» **SOURCE TEXT**:
* start *

NuScenes includes 23 object categories across different domains:

Vehicles: car, truck, bus, trailer, construction_vehicle, emergency_vehicle, motorcycle, bicycle

Humans: adult, child, police_officer, construction_worker

Objects: traffic_cone, barrier, debris, pushable_pullable, movable_object

Static: animal (rare cases)

Visibility Levels¶

Annotations include visibility information for occlusion handling:

Level 1: 0-40% visible
Level 2: 40-60% visible
Level 3: 60-80% visible
Level 4: 80-100% visible

Implementation Notes¶

When working with NuScenes annotations:

All 3D annotations are in global coordinates - transform to desired coordinate system
Quaternions use [w, x, y, z] format - be careful with different libraries’ conventions
Box dimensions follow [width, length, height] - width=left-right, length=front-back
Use num_lidar_pts and num_radar_pts for filtering low-quality annotations
Check visibility levels for occlusion-aware training

Coordinate Systems¶

Understanding NuScenes coordinate systems is crucial for correct transformations:

1. Global Coordinate System¶

Origin: Arbitrary reference point in the world
Axes: Right-handed coordinate system
- X: East direction
- Y: North direction
- Z: Up direction (gravity opposite)

* end *

» **INPUT**:

* start *

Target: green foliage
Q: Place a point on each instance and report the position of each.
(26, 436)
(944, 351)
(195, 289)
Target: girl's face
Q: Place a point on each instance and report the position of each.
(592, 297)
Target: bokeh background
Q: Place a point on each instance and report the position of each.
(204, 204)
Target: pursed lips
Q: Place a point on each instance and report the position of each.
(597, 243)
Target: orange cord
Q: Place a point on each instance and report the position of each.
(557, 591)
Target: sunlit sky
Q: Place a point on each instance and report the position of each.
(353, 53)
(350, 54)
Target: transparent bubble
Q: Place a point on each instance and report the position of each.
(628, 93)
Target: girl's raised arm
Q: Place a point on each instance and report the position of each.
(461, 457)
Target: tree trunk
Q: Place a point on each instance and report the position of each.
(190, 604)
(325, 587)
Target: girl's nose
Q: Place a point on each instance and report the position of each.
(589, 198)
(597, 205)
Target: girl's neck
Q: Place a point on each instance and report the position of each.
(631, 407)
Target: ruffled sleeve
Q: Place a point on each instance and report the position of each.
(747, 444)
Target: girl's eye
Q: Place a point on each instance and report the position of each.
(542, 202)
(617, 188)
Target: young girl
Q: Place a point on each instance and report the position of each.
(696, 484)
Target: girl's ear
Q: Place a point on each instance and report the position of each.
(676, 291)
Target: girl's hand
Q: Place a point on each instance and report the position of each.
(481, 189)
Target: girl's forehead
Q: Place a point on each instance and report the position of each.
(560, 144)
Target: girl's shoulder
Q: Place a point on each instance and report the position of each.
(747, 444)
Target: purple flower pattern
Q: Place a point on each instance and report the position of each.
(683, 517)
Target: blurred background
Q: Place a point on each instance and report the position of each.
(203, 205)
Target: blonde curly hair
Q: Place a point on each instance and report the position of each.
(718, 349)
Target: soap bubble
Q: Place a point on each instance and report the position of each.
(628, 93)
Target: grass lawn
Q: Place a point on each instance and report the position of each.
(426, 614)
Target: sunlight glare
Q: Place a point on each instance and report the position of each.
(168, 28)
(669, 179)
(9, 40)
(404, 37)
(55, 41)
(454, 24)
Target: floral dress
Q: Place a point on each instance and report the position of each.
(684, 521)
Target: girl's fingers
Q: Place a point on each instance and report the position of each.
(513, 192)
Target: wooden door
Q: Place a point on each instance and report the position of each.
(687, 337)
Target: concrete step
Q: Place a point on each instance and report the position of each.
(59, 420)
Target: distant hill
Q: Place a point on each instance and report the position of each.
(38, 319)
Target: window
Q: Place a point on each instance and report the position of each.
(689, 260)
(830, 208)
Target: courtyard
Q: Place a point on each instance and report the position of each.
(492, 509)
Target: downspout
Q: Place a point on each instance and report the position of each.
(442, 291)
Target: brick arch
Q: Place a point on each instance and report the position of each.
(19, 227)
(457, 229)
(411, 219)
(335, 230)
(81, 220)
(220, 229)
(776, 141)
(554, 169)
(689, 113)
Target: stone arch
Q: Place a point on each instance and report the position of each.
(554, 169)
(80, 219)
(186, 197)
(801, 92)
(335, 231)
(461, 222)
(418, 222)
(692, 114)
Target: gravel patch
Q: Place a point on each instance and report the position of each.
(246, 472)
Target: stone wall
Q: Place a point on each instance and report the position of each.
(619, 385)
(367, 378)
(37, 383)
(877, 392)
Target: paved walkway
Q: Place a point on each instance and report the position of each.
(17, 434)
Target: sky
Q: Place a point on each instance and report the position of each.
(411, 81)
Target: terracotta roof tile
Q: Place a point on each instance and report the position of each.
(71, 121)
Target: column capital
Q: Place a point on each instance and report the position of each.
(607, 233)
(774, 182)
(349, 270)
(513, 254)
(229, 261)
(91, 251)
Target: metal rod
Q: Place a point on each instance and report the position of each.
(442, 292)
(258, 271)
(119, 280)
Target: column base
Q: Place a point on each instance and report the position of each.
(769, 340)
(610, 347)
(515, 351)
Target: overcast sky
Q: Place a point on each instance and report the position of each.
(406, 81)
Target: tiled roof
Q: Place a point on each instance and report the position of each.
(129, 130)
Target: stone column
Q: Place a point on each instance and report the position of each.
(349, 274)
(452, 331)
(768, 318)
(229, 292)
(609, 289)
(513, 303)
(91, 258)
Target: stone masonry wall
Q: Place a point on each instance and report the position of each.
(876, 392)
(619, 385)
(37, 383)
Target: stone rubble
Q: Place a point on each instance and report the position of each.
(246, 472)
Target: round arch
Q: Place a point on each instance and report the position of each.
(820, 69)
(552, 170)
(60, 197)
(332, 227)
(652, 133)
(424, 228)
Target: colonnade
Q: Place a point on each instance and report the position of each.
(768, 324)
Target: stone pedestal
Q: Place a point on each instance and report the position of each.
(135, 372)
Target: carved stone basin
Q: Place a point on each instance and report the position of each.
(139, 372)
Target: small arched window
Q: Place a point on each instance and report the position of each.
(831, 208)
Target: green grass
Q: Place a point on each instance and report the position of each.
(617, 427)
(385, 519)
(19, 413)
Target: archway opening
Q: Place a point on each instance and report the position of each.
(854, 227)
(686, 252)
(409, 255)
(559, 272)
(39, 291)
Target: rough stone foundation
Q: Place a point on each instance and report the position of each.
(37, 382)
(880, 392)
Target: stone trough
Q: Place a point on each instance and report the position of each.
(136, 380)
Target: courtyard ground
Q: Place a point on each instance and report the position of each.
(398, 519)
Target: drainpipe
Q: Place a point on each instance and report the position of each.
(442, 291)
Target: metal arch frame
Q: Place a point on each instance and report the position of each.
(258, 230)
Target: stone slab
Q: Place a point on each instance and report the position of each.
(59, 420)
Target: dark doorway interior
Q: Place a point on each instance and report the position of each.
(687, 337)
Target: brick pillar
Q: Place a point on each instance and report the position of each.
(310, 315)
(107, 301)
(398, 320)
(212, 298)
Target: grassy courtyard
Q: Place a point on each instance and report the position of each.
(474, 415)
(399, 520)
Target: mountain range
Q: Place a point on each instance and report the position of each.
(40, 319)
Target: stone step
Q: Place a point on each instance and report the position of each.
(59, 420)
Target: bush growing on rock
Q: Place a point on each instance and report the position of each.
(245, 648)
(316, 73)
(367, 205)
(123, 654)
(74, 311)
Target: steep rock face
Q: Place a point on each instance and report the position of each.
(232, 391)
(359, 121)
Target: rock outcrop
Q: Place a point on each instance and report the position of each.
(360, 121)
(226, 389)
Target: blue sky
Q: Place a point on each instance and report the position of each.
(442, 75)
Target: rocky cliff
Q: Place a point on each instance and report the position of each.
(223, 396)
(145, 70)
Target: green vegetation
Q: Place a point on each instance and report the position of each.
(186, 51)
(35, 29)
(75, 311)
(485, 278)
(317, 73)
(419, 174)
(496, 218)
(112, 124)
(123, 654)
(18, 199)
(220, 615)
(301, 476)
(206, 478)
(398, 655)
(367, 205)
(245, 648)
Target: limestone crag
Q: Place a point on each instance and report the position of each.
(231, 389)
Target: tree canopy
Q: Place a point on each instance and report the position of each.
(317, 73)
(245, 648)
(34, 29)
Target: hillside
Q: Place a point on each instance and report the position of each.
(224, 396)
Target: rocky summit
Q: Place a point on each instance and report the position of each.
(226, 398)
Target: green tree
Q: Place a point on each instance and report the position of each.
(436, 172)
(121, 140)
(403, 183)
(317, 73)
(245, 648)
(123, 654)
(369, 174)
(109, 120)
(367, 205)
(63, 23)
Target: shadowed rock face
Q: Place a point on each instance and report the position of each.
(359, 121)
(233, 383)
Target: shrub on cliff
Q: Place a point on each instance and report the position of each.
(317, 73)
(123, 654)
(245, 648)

* end *
* start *

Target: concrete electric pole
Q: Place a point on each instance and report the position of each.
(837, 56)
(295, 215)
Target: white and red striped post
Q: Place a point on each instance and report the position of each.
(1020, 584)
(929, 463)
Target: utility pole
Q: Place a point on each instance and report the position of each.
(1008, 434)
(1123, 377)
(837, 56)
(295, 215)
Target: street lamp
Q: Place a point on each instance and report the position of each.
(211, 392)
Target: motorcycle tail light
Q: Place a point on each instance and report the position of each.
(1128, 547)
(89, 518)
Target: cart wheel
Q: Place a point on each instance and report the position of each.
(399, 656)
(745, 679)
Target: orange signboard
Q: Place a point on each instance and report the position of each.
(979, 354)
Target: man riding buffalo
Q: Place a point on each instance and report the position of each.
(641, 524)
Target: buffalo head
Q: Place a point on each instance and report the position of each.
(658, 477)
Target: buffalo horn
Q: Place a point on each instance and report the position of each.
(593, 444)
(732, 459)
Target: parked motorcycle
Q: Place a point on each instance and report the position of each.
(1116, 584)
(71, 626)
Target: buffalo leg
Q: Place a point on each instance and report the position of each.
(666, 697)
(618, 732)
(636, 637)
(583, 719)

* end *

» **SET TASK A**: Extract every line of the records that contains the string "motorcycle".
» **SET TASK B**: Please extend the passage on NuScenes annotations and coordinate systems, picking up right after its final line.

» **RESPONSE A**:
Target: motorcycle tail light
Target: parked motorcycle

» **RESPONSE B**:
Units: Meters
Usage: All ego poses and annotations are defined in global coordinates

2. Ego Vehicle Coordinate System¶

Origin: Center of the ego vehicle’s rear axle
Axes: Right-handed coordinate system relative to vehicle
- X: Forward direction (vehicle’s front)
- Y: Left direction (vehicle’s left side)
- Z: Up direction (vehicle’s roof)
Units: Meters
Usage: Sensor calibrations are defined relative to ego vehicle

3. Camera Coordinate System¶

Origin: Camera’s optical center
Axes: Standard computer vision convention
- X: Right direction (image width)
- Y: Down direction (image height)
- Z: Forward direction (into the scene)
Units: Meters
Usage: 3D points in camera space before projection

4. Image Coordinate System¶

Origin: Top-left corner of the image
Axes: 2D pixel coordinates
- u: Horizontal axis (0 to image_width-1)
- v: Vertical axis (0 to image_height-1)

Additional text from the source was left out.